=== EXTRACT PROVIDED ===
Religious idols adorn dashboards, symbolic of the faith many rely on for safe passage on roads that have become the modern killing fields in a country where 60,000 people have died in three decades of ethnic bloodshed.
"In our country, road accidents have claimed more lives now than during the war (between troops and Tamil Tiger rebels)," said Lucky Peiris, director traffic administration and road safety at police headquarters. "That itself shows the state of our driving."
Most drivers pray three times and offer incense and flowers to a multitude of deities before venturing out, but Peiris says "discourteous driving" and failure to follow traffic rules is the main cause of accidents.
Sri Lankan drivers have idiosyncrasies that are typically lost on foreigners, who often lose their way on the poorly lit, nameless, signless and dangerously pot-holed roads.
If a driver flashes his head lights at an oncoming vehicle in Sri Lanka, for example, it is not a sign of giving way - as it is in many other countries. Rather it means "over my dead body - I am not giving way at all", says Peiris. The simultaneous flashing of left and right indicators elsewhere signals a hazard warning to other motorists; here it means a driver intends to carry straight on, without turning.
But it is buses that account for the majority of horrific accidents on Sri Lanka's roads.
On Saturday, 11 people were killed in the south when a bus collided head on with a van.
Earlier this month, two schoolgirls and a woman were fatally knocked down at a pedestrian crossing by a bus with failing brakes - ironically during a "courteous driver week" campaign.
Last year, 2,096 people were killed in 1,933 fatal accidents out of a total of 60,000 accidents reported.
The medical care for accident victims, damage to property and vehicles involved in road accidents in 2001 was estimated by authorities to have cost 105 million dollars, or nearly one percent of GDP.
Peiris notes that while the Tamil Tiger rebels' separatist conflict now sees only a few isolated killings, the highway toll continues to tick over.
Choking the country's 11,650 kilometres (7,280 miles) of highways, there was a 60 percent jump in the number of imported vehicles last year - to about 2.2 million - but no corresponding increase in traffic policing.
Peiris also stressed that drivers responsible for fatal accidents in Sri Lanka tended to get off lightly, with drink drivers usually being fined about 15 dollars and prosecutions rare.
Determined to force the system to turn the corner, Peiris says he aims to press for prison terms for offenders to offer some sort of deterrent.
"We also need new technology like speed-cameras and video systems to control traffic," Peiris said.
Until then drivers will probably continue looking to more spiritual saviours.
A gold-plated Buddha and a silver Jesus do the job for taxi driver Paul Anthony. "You must have these if you want to be safe on our roads," he said.
===
### BRIEF A:
Answer these from the article on Sri Lankan road safety:
(i) How many people were killed in fatal road accidents last year?
(ii) According to Peiris, what does a driver in Sri Lanka mean by flashing his headlights at an oncoming vehicle?
(iii) How much are drink drivers usually fined?
### BRIEF B:
Reproduce the part of the article on Sri Lankan road safety from "Sri Lankan drivers" to "dangerously pot-holed roads.".
The material after the article on Sri Lankan road safety has no connection to it.
=== GIVEN INFORMATION ===
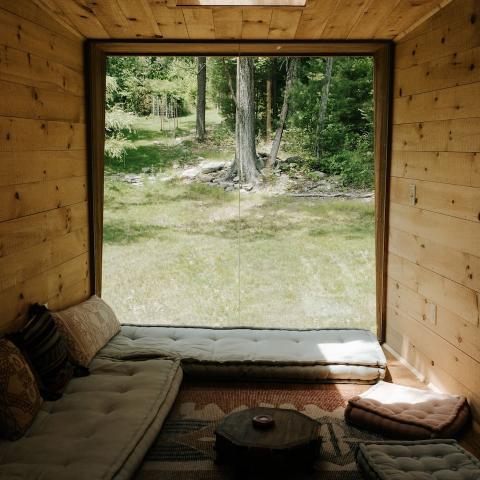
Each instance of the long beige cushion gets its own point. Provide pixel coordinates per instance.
(403, 412)
(328, 355)
(97, 429)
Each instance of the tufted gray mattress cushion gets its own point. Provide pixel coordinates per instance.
(418, 460)
(97, 430)
(328, 355)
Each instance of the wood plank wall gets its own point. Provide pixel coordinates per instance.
(43, 164)
(434, 245)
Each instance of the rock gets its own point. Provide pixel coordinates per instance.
(203, 177)
(260, 162)
(295, 159)
(210, 167)
(190, 173)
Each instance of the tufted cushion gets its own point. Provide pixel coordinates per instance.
(94, 431)
(87, 327)
(328, 355)
(420, 460)
(410, 413)
(20, 399)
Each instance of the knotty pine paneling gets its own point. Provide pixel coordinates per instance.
(43, 164)
(434, 240)
(319, 19)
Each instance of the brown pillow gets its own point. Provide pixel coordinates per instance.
(20, 398)
(87, 327)
(46, 352)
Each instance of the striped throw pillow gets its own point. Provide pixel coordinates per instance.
(87, 327)
(20, 399)
(45, 350)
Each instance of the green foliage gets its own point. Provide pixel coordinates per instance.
(118, 125)
(346, 141)
(131, 82)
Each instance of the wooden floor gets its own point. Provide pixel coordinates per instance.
(398, 373)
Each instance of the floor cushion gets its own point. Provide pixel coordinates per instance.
(417, 460)
(326, 355)
(408, 413)
(100, 427)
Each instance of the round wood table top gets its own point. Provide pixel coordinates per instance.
(291, 429)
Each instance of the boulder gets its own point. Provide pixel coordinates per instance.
(204, 177)
(210, 167)
(190, 173)
(295, 159)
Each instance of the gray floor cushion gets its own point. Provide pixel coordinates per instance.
(417, 460)
(408, 413)
(328, 355)
(102, 426)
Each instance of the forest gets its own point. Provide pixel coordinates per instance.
(318, 111)
(239, 191)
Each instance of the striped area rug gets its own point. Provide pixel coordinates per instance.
(184, 448)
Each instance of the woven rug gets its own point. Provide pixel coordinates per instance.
(184, 448)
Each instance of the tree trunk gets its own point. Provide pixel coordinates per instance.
(292, 66)
(268, 119)
(245, 151)
(201, 94)
(322, 113)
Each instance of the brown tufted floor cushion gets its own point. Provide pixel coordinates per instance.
(419, 460)
(408, 413)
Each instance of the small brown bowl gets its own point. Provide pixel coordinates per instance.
(263, 421)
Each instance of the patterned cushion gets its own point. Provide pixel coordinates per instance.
(45, 350)
(87, 327)
(19, 396)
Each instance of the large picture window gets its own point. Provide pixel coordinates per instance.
(265, 209)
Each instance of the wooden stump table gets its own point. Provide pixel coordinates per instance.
(292, 442)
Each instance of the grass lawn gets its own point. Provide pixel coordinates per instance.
(193, 254)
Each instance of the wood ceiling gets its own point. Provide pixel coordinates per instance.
(319, 19)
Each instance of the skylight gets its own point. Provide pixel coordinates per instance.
(241, 3)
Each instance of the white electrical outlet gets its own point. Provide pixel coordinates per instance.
(432, 313)
(412, 194)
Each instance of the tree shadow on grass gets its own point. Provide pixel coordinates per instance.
===
### TASK ANSWER A:
(i) 2,096 people.
(ii) That he is not giving way at all ("over my dead body - I am not giving way at all").
(iii) About 15 dollars.

### TASK ANSWER B:
Sri Lankan drivers have idiosyncrasies that are typically lost on foreigners, who often lose their way on the poorly lit, nameless, signless and dangerously pot-holed roads.